*Saved entries*
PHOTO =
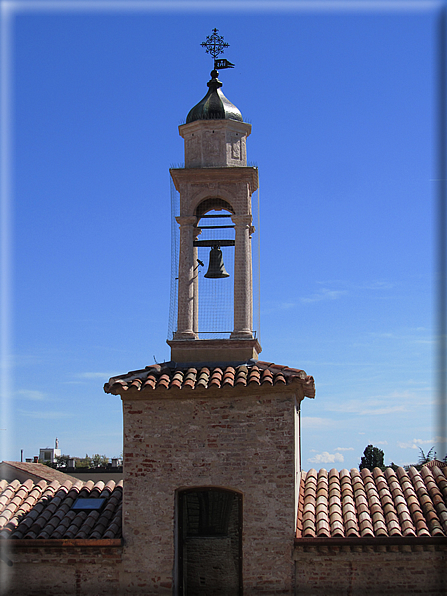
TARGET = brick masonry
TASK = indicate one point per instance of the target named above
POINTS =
(61, 571)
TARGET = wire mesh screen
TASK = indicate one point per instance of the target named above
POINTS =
(175, 244)
(215, 295)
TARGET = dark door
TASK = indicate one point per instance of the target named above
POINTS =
(210, 542)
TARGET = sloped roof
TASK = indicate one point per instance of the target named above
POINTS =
(373, 504)
(43, 510)
(174, 377)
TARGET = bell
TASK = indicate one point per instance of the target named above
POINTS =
(216, 268)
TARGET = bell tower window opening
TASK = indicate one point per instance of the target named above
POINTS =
(215, 278)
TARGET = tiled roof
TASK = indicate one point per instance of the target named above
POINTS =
(372, 504)
(43, 510)
(167, 376)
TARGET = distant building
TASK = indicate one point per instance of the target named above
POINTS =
(49, 454)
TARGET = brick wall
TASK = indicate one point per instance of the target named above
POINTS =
(371, 571)
(61, 571)
(244, 442)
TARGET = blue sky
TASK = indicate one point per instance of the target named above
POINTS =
(343, 108)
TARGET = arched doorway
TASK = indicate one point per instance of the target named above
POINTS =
(209, 542)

*Exercise goal*
Can you quote all of the data above word for word, leaving the pictures out?

*Response to the exercise*
PHOTO =
TARGET = brick masonry
TASK = indicate one point per instance of the target named above
POINTS =
(61, 571)
TARGET = wire mesh screen
TASK = indicate one point per instance of the target named above
POINTS =
(175, 244)
(215, 295)
TARGET = dark door
TASK = indicate one point per instance of the target named above
POINTS =
(210, 542)
TARGET = sloped roof
TASK = indicate one point per instance of the target named above
POINTS =
(373, 504)
(43, 510)
(174, 377)
TARGET = bell
TASK = indicate one point per instance of the target named above
POINTS =
(216, 268)
TARGET = bell tower window opening
TASK = indicate one point per instance of the target named above
POINTS =
(215, 278)
TARGET = tiled roof
TASK = indicate one point per instance of the target named above
POINTS =
(372, 504)
(43, 510)
(167, 376)
TARGET = distant building
TASK = indicate one point per instance of the target named above
POINTS =
(49, 454)
TARGET = brick wall
TASK = indicate one point per instance of the target named above
POINTS =
(371, 571)
(61, 571)
(244, 442)
TARGET = blue sky
TASK = indicate one point per instance of the target named above
POINTS =
(343, 108)
TARGET = arched doorway
TASK = indicate one point per instance of the target named above
POINTS =
(209, 542)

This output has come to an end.